> [What you will do] Your answer should be every line of the records that contains the word "window".

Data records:

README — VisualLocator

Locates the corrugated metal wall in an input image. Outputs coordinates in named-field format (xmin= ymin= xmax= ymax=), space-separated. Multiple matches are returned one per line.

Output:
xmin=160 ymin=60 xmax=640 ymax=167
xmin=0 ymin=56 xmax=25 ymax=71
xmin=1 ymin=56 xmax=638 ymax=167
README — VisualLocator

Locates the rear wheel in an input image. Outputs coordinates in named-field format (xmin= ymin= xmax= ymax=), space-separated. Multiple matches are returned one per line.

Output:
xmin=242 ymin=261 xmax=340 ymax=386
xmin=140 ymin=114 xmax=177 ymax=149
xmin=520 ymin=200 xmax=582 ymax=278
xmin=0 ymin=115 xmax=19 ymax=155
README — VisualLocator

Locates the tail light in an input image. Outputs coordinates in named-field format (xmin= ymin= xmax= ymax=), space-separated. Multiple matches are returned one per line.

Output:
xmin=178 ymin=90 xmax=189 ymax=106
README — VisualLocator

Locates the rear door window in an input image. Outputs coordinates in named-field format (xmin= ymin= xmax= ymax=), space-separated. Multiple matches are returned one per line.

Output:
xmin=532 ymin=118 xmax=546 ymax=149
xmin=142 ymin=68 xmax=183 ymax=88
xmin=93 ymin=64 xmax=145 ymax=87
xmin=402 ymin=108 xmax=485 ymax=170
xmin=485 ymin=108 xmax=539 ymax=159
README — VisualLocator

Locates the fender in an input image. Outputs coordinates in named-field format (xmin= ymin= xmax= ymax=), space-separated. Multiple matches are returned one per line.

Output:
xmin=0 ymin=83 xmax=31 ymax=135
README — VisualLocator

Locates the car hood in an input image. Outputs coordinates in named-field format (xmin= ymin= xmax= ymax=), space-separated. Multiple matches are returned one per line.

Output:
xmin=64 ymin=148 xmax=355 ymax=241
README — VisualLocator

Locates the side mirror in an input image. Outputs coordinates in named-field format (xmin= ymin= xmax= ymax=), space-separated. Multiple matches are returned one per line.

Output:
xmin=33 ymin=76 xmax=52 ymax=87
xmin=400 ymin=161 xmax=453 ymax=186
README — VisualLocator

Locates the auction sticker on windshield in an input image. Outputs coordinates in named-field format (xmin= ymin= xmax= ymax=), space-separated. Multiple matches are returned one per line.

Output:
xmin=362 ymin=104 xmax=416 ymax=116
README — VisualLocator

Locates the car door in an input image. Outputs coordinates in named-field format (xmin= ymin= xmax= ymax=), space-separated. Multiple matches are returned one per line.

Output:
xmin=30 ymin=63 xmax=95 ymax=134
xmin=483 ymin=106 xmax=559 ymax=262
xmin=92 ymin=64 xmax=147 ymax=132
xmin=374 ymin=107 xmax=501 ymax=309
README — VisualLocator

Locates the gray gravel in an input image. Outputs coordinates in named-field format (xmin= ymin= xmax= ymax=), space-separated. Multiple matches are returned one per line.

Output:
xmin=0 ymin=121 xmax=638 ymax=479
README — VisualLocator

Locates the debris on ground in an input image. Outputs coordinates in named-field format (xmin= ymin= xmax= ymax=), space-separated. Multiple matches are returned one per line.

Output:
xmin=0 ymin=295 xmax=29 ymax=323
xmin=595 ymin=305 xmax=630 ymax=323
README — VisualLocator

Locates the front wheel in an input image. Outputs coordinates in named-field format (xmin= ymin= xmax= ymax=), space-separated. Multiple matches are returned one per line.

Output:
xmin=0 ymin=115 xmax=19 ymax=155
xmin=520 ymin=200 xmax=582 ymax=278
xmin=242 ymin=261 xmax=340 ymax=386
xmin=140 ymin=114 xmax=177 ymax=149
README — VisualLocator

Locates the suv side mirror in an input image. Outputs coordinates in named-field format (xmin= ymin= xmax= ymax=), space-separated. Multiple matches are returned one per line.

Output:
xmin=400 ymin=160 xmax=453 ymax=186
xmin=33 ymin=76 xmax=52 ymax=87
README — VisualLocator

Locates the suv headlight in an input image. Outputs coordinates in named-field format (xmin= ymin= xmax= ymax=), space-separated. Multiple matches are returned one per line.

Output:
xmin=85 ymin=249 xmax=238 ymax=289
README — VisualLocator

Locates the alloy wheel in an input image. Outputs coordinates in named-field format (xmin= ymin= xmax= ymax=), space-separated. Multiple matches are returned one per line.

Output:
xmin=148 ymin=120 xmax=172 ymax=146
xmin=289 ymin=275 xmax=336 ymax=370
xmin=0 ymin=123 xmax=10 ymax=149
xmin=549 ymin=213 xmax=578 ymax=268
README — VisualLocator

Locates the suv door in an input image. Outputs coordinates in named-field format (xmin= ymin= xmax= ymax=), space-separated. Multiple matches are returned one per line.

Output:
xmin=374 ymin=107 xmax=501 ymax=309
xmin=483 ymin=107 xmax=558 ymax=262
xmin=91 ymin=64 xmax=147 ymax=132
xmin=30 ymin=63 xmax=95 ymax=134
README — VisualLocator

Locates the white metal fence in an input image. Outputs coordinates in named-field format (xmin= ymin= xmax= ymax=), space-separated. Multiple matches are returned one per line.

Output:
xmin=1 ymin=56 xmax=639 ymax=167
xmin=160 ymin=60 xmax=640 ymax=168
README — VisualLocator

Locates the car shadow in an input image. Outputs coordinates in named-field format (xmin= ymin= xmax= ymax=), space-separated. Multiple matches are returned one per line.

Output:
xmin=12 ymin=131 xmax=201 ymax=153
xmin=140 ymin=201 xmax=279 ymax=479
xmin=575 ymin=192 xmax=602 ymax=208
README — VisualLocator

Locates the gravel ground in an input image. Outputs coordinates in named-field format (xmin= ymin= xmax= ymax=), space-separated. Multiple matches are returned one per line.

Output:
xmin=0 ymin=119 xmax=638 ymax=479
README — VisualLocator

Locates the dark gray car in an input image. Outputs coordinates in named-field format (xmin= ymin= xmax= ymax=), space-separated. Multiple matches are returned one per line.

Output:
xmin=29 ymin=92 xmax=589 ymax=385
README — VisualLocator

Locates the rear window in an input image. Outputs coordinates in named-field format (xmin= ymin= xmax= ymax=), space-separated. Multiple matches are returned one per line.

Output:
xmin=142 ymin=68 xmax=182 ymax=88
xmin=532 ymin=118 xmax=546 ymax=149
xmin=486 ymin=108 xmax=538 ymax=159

> [Answer for this exercise]
Locates the rear door window in an input image. Outputs coordinates in named-field format (xmin= ymin= xmax= ymax=), space-separated. Multiple matches are returned one per line.
Locates the rear window in an input image. Outputs coordinates in named-field format (xmin= ymin= xmax= ymax=), space-separated. Multiple matches are returned one per line.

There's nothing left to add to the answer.